Stated exercise: Reproduce the material verbatim, from its first line up to and including the line containing "173), (450, 355)]".

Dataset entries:
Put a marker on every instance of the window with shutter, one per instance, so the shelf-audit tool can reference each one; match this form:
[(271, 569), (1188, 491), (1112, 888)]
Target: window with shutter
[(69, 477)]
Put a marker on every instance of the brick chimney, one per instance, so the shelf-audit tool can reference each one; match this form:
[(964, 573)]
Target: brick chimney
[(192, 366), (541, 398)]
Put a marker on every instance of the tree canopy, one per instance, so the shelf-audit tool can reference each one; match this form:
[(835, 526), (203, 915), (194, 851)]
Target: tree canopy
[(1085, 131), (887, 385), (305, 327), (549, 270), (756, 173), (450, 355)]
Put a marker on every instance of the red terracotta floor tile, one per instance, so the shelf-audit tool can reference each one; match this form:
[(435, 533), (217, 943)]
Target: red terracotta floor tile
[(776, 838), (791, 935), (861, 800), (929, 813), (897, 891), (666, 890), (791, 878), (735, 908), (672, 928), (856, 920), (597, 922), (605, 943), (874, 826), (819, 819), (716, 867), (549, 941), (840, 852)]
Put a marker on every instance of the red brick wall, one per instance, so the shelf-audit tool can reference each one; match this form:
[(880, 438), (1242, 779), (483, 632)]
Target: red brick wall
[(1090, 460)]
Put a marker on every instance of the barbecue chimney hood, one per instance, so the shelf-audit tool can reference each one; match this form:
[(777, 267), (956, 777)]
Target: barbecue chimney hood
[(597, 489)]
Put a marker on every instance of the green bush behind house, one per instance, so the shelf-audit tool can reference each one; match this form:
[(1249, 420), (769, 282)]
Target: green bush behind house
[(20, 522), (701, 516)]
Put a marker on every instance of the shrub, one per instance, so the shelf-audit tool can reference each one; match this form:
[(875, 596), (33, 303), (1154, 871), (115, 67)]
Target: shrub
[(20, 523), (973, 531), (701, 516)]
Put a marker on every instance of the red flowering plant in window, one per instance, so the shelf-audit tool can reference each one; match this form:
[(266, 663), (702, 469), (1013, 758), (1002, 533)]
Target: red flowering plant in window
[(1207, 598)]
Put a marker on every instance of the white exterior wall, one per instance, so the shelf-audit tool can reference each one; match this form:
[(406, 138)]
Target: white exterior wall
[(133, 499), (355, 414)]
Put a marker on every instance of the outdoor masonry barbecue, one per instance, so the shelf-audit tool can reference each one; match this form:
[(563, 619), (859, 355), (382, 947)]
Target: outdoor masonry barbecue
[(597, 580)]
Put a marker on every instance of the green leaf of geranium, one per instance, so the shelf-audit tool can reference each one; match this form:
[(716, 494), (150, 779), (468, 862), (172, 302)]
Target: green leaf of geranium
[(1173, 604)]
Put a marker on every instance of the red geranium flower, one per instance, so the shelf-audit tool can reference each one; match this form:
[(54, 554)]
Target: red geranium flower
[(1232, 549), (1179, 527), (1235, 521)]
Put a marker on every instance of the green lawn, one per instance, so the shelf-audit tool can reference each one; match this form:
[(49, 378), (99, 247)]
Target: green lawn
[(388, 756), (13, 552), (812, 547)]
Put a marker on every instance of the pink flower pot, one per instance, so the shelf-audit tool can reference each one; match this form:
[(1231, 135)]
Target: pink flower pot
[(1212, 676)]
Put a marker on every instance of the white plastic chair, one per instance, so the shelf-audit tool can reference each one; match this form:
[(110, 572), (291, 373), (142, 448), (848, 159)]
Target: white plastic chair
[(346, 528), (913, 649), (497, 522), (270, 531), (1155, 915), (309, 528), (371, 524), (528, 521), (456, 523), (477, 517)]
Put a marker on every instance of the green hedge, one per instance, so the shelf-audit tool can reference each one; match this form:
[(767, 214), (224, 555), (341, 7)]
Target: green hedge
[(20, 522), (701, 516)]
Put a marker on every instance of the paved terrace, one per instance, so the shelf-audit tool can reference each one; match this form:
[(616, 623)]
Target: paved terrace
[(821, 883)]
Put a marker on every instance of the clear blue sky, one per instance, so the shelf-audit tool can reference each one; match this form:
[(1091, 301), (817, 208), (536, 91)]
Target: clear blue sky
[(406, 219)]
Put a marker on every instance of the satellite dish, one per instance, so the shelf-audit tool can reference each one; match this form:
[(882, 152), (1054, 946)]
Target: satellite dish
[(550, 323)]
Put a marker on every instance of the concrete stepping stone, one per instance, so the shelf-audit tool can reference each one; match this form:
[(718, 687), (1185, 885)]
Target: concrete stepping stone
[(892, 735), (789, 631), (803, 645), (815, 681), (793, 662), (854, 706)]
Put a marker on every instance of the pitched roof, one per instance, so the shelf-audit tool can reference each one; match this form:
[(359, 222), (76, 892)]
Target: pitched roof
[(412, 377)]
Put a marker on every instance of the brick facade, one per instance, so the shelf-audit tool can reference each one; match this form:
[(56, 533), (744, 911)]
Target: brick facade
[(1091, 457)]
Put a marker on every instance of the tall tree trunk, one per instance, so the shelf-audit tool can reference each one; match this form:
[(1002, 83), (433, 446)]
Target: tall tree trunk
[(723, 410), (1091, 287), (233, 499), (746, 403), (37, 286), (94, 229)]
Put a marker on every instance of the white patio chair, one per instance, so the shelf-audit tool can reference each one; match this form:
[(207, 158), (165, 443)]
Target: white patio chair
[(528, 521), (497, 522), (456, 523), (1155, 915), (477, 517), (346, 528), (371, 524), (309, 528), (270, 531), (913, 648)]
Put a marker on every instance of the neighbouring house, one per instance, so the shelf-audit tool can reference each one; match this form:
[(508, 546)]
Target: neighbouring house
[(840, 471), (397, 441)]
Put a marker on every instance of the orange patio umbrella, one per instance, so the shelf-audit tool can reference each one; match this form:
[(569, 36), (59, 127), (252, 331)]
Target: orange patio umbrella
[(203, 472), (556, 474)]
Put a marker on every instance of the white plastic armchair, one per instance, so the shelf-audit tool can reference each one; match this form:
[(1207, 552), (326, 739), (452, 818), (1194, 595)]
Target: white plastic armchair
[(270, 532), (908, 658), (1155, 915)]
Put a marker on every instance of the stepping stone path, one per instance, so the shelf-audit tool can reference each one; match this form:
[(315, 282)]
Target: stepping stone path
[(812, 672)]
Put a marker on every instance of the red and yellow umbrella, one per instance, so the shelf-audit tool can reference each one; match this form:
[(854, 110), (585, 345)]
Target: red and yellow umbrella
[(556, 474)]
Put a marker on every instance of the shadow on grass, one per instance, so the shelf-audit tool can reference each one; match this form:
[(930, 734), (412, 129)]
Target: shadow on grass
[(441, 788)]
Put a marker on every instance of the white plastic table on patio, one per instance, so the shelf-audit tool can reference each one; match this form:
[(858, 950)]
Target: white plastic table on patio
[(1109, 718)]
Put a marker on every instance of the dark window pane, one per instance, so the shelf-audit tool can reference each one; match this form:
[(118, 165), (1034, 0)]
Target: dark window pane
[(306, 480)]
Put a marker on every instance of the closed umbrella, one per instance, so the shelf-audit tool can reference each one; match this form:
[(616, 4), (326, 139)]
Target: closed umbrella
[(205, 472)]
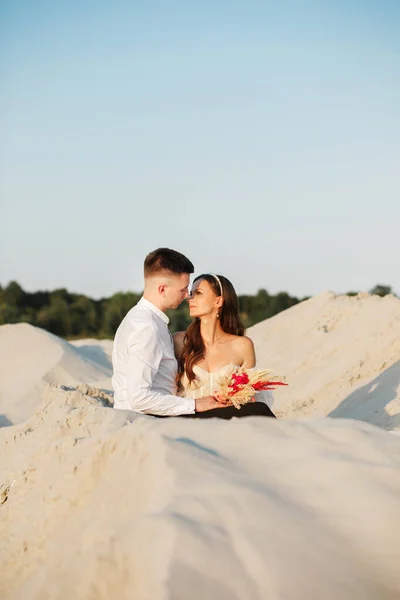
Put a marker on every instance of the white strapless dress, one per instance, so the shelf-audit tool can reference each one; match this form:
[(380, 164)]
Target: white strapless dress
[(207, 384)]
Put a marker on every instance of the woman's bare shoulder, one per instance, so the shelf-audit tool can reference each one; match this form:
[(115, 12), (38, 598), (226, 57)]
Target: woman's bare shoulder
[(242, 341)]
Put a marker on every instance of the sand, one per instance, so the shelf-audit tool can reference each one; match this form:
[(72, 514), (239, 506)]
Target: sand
[(340, 356), (31, 357), (98, 504)]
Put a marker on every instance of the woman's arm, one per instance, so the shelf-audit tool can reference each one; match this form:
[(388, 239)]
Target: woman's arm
[(178, 338), (248, 353)]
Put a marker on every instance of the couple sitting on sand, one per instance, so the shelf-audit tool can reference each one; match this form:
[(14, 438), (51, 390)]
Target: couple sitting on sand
[(165, 376)]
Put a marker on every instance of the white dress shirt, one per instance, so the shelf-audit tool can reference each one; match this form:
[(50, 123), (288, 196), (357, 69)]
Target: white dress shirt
[(144, 364)]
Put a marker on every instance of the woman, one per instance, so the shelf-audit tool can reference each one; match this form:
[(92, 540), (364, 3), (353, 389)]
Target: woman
[(213, 344)]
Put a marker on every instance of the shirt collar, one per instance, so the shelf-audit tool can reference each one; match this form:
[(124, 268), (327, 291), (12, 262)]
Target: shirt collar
[(156, 311)]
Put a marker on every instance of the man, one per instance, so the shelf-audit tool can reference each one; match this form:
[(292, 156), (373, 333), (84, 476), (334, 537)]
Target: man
[(144, 363)]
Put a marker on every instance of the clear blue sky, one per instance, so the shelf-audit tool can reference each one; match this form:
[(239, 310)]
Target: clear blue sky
[(262, 139)]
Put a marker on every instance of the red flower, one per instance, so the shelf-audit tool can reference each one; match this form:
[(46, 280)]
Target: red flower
[(240, 379)]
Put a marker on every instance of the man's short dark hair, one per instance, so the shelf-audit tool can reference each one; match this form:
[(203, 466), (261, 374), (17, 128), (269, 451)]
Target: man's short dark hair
[(165, 260)]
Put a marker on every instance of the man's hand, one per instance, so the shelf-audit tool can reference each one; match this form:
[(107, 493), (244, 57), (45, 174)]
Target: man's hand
[(208, 403)]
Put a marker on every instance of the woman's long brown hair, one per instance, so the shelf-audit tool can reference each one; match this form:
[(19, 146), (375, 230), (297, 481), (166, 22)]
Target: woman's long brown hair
[(193, 345)]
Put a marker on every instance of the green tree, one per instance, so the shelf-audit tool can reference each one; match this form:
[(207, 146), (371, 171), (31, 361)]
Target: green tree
[(115, 310), (381, 290)]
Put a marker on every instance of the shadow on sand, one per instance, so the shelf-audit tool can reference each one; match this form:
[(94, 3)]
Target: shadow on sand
[(368, 403)]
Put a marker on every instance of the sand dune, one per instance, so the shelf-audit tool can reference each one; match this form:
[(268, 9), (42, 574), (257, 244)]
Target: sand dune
[(340, 356), (105, 508), (98, 504)]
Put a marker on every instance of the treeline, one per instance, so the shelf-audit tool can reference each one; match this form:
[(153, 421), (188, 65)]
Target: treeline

Reply to the exercise:
Put a marker on every instance of the window with shutter, one per instance, so the shelf-audit tool can reference each one; match this form:
[(271, 569), (1188, 491), (1112, 888)]
Target: window with shutter
[(69, 477)]
Put a marker on every instance of the brick chimney, one per instance, so the shelf-audit tool can reference each one; match this form:
[(964, 573)]
Target: brick chimney
[(192, 366), (541, 398)]
Put a marker on every instance of the tree canopy, one per instance, so the shelf-audit tool can reference each one; match this form:
[(835, 526), (203, 915), (194, 851)]
Target: tree canopy
[(1085, 131), (887, 385), (305, 327), (549, 270), (756, 173), (450, 355)]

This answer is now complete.